| Page excerpt |
════════════════

American Samoa High Court building

Pago Pago, AMERICAN SAMOA — A bus driver accused of sexually abusing a 15-year-old girl told he court the reason he changed his ‘not guilty’ plea to ‘guilty’ is because he wants to return to his family in Samoa.

Lalomilo Raymond Taume, 35, who has been in custody since his arrest last year, unable to post a $6,000 surety bond, appeared in High Court yesterday morning for a Change of Plea hearing.

Prosecuting the case is Assistant Attorney General Laura Garvey, while Assistant Public Defender Rob McNeill is representing Taume, who was initially charged with first degree sexual abuse, a class D felony; and two misdemeanors: third degree assault and endangering the welfare of a child.

Under a plea agreement accepted by the High Court, Taume pled guilty to first degree sexual abuse. He admits that on Aug. 27, 2018 he touched the breast of a 15-year-old girl for the purpose of arousing his sexual desires.

According to terms of the plea agreement, it was the victim’s 20-year-old brother who reported the incident to police. Investigators interviewed both the victim and her brother in the absence of their parents who were both at work when the incident occurred.

════════════════

| Information shown |
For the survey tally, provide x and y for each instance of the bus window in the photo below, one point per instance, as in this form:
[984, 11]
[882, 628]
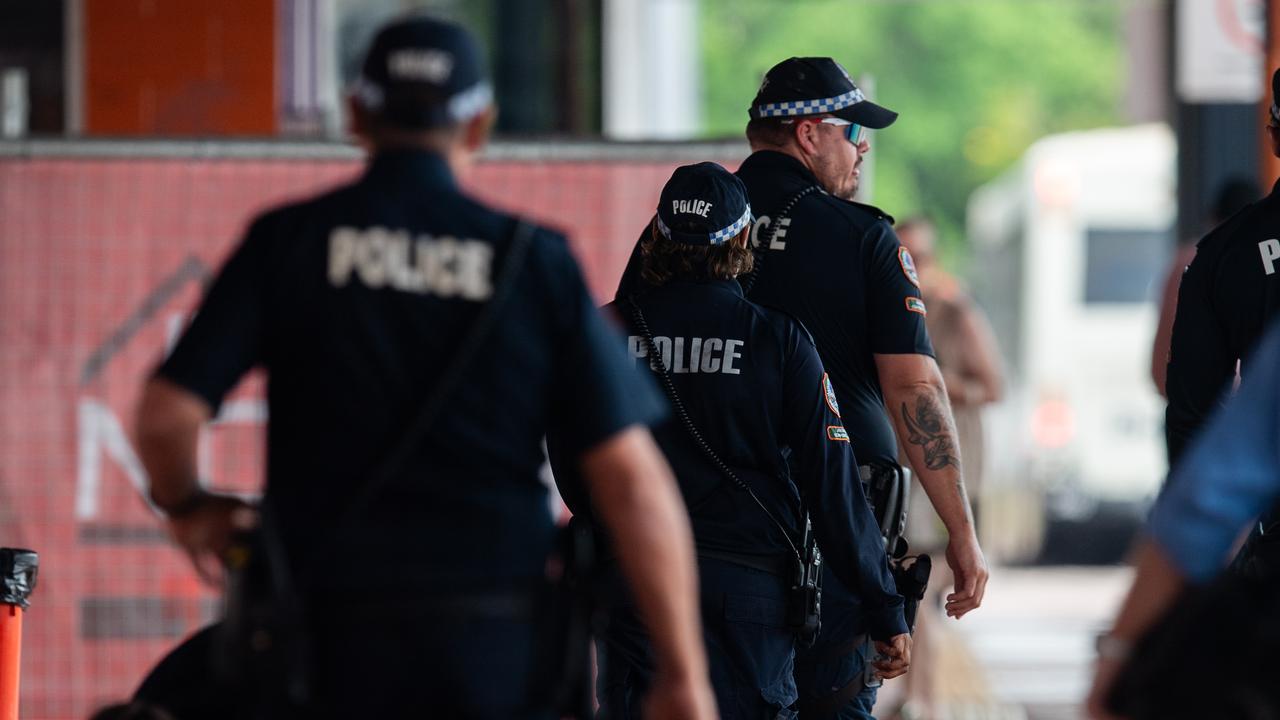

════════════════

| Tasks for this exercise |
1. According to the court report, what surety bond amount was Taume unable to post?
2. Repeat the passage of the court report from "Pago Pago, AMERICAN" to "family in Samoa.".
3. Translate this sentence from the court report into Spanish: "Lalomilo Raymond Taume, 35, who has been in custody since his arrest last year, unable to post a $6,000 surety bond, appeared in High Court yesterday morning for a Change of Plea hearing."

| Answers below |
1. A $6,000 surety bond.

2.
Pago Pago, AMERICAN SAMOA — A bus driver accused of sexually abusing a 15-year-old girl told he court the reason he changed his ‘not guilty’ plea to ‘guilty’ is because he wants to return to his family in Samoa.

3. Lalomilo Raymond Taume, de 35 años, quien permanece bajo custodia desde su arresto el año pasado al no poder pagar una fianza de 6.000 dólares, compareció ayer por la mañana ante el Tribunal Superior para una audiencia de cambio de declaración.